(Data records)
┌──

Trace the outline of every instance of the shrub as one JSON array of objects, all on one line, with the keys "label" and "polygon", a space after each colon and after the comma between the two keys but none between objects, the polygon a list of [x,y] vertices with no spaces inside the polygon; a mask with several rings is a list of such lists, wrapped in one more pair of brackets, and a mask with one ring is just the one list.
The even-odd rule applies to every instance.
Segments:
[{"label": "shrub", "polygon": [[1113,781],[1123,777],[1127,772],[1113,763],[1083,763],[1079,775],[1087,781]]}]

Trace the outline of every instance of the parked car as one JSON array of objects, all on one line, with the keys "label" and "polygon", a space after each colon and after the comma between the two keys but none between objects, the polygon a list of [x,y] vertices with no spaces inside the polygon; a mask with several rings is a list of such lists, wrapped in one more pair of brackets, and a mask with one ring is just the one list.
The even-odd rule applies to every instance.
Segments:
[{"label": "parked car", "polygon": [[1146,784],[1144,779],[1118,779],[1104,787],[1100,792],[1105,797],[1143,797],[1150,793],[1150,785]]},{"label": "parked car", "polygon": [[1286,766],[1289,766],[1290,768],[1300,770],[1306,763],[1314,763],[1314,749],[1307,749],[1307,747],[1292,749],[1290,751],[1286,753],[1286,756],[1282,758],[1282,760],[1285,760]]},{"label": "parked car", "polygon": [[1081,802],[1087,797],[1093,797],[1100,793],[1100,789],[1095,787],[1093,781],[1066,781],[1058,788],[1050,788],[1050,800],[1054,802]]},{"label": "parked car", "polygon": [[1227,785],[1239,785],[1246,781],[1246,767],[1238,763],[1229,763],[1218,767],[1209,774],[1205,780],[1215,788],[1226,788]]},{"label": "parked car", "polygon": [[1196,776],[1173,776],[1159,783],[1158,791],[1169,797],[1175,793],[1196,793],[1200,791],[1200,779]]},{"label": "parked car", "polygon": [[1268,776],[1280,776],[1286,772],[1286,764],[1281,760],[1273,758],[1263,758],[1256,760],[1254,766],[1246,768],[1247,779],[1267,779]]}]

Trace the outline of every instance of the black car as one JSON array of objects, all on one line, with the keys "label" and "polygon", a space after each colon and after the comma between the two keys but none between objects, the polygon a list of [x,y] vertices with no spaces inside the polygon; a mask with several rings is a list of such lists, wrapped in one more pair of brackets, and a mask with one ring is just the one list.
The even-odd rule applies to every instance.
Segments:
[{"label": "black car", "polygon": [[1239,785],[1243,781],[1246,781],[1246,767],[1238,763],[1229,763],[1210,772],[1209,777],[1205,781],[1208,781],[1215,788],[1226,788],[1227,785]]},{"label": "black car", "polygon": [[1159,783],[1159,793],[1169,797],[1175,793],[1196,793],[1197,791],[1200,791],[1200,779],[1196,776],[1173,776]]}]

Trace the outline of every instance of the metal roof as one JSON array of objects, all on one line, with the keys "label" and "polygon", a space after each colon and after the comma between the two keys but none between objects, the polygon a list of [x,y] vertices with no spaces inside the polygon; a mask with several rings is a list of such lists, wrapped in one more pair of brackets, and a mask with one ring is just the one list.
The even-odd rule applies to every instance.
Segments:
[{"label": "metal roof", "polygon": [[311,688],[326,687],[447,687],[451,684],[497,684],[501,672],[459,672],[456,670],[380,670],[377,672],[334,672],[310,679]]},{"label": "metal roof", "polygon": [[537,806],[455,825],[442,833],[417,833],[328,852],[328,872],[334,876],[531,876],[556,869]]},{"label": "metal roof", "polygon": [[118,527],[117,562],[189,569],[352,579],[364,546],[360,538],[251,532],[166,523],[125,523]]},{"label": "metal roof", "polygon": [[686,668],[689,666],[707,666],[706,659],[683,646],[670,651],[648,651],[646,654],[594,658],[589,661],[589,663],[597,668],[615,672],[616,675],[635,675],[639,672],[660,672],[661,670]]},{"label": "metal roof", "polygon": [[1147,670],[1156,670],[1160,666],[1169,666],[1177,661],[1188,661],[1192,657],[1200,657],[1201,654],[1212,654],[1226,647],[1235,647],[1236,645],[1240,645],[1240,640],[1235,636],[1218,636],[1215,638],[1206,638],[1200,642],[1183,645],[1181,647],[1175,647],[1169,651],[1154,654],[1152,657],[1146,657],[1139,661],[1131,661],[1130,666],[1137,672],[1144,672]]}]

└──

▶ **Requirement**
Your task is to quote the listing above word for word.

▶ **Exercise answer**
Trace the outline of every instance of the shrub as one JSON array of objects, all on one line, with the keys "label" and "polygon", a space after each colon and after the comma between the two keys but none between objects, the polygon a list of [x,y] vertices with no spaces inside the polygon; a mask with several rings is a list of such lists, wrapped in one more pair of brackets, and a mask with one ring is just the one list.
The even-odd rule applies to every instance.
Segments:
[{"label": "shrub", "polygon": [[1113,781],[1123,777],[1127,772],[1113,763],[1083,763],[1079,775],[1087,781]]}]

Trace the outline of every instance of the parked car as one JSON array of objects, all on one line, with the keys "label" and "polygon", a space after each colon and after the comma between the two keys but none between objects, the polygon a list of [x,y] vertices with no spaces inside the polygon; a mask with several rings is a list of such lists, wrapped in one more pair of brackets, and a mask with one ring is just the one list.
The even-odd rule applies to every instance.
Segments:
[{"label": "parked car", "polygon": [[1146,784],[1144,779],[1118,779],[1104,787],[1100,792],[1105,797],[1143,797],[1150,793],[1150,785]]},{"label": "parked car", "polygon": [[1286,766],[1289,766],[1290,768],[1300,770],[1306,763],[1314,763],[1314,749],[1307,749],[1307,747],[1292,749],[1290,751],[1286,753],[1286,756],[1282,758],[1282,760],[1285,760]]},{"label": "parked car", "polygon": [[1081,802],[1087,797],[1093,797],[1100,793],[1100,789],[1095,787],[1093,781],[1066,781],[1058,788],[1050,788],[1050,800],[1054,802]]},{"label": "parked car", "polygon": [[1227,785],[1239,785],[1246,781],[1246,767],[1238,763],[1229,763],[1218,767],[1209,774],[1205,780],[1215,788],[1226,788]]},{"label": "parked car", "polygon": [[1196,776],[1173,776],[1159,783],[1158,791],[1169,797],[1175,793],[1196,793],[1200,791],[1200,779]]},{"label": "parked car", "polygon": [[1268,776],[1280,776],[1286,772],[1286,764],[1281,760],[1273,758],[1263,758],[1256,760],[1254,766],[1246,768],[1247,779],[1267,779]]}]

Trace the outline of every instance of the black car as one JSON array of objects, all on one line, with the keys "label" and "polygon", a space after each colon and after the comma between the two keys but none between objects, the polygon a list of [x,y] vertices with no spaces inside the polygon; a mask with several rings is a list of such lists, wrapped in one more pair of brackets, and a mask with one ring is just the one list.
The even-odd rule applies to every instance.
Segments:
[{"label": "black car", "polygon": [[1239,785],[1243,781],[1246,781],[1246,767],[1238,763],[1229,763],[1210,772],[1209,777],[1205,781],[1208,781],[1215,788],[1226,788],[1227,785]]},{"label": "black car", "polygon": [[1159,783],[1159,793],[1169,797],[1175,793],[1196,793],[1197,791],[1200,791],[1200,779],[1196,776],[1173,776]]}]

Trace the outline of every instance of the metal roof as one JSON array of objects, all on one line, with the keys "label" and "polygon", a space after each colon and after the comma between the two keys but none between objects, the polygon a list of [x,y] vertices with no spaces inside the polygon; a mask with several rings is a list of such lists, wrapped in one more pair of brackets, and a mask with one ring is just the one list.
The even-odd rule applies to every instance.
Segments:
[{"label": "metal roof", "polygon": [[311,688],[326,687],[447,687],[451,684],[497,684],[501,672],[459,672],[456,670],[380,670],[377,672],[334,672],[310,679]]},{"label": "metal roof", "polygon": [[537,806],[455,825],[442,833],[417,833],[328,852],[328,872],[334,876],[531,876],[556,869]]},{"label": "metal roof", "polygon": [[118,527],[117,562],[189,569],[352,579],[364,546],[360,538],[251,532],[166,523],[125,523]]},{"label": "metal roof", "polygon": [[686,668],[689,666],[707,666],[706,659],[683,646],[670,651],[648,651],[646,654],[594,658],[589,661],[589,663],[597,668],[615,672],[616,675],[635,675],[639,672],[660,672],[661,670]]},{"label": "metal roof", "polygon": [[1147,670],[1156,670],[1160,666],[1169,666],[1177,661],[1188,661],[1192,657],[1200,657],[1201,654],[1212,654],[1226,647],[1235,647],[1236,645],[1240,645],[1240,640],[1235,636],[1218,636],[1215,638],[1206,638],[1200,642],[1183,645],[1181,647],[1175,647],[1169,651],[1154,654],[1152,657],[1146,657],[1139,661],[1131,661],[1130,666],[1137,672],[1144,672]]}]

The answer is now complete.